▸ **OBJECTIF**
Transformez les lignes ci-dessous en tableau Markdown avec deux colonnes, « N° » et « Texte », sans garder les lignes vides. Laissez les images de côté.

[Enregistrements extraits]
########################################

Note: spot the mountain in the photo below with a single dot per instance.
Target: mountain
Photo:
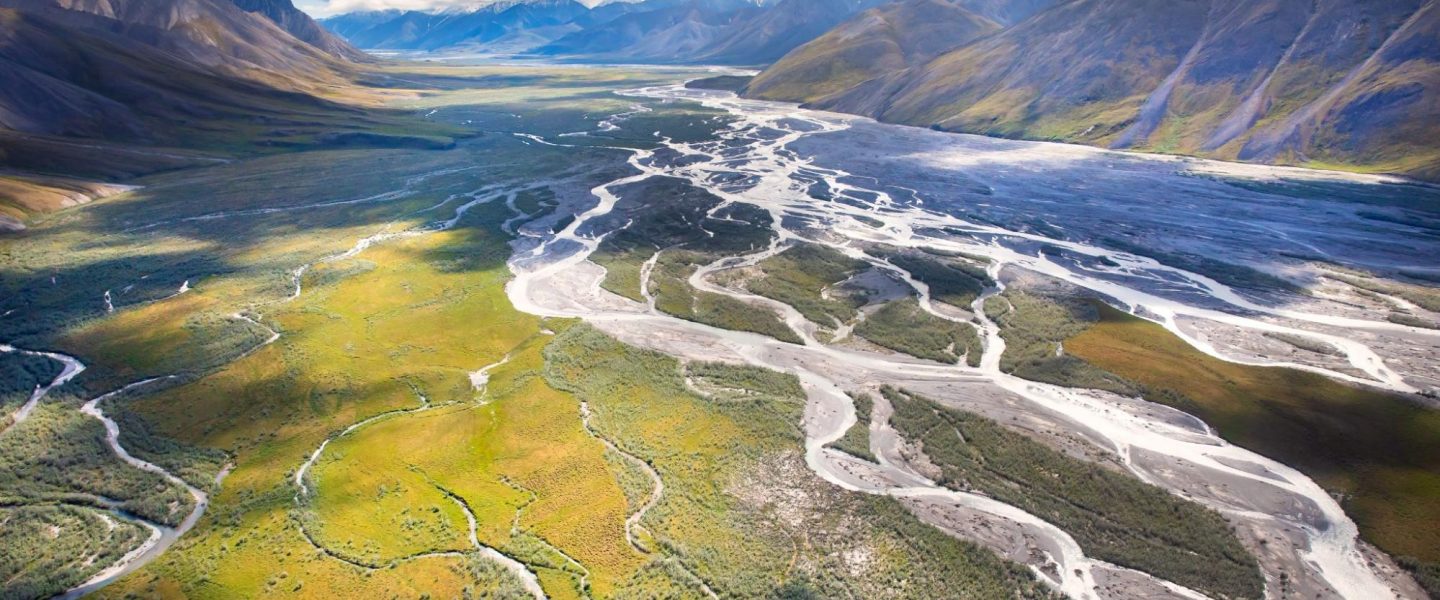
(101, 91)
(860, 62)
(706, 32)
(500, 26)
(732, 32)
(300, 25)
(657, 32)
(1322, 82)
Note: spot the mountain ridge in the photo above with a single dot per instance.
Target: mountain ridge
(1352, 85)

########################################

▸ **CORRIGÉ**
| N° | Texte |
|---|---|
| 1 | Note: spot the mountain in the photo below with a single dot per instance. |
| 2 | Target: mountain |
| 3 | Photo: |
| 4 | (101, 91) |
| 5 | (860, 62) |
| 6 | (706, 32) |
| 7 | (500, 26) |
| 8 | (732, 32) |
| 9 | (300, 25) |
| 10 | (657, 32) |
| 11 | (1322, 82) |
| 12 | Note: spot the mountain ridge in the photo above with a single dot per instance. |
| 13 | Target: mountain ridge |
| 14 | (1352, 85) |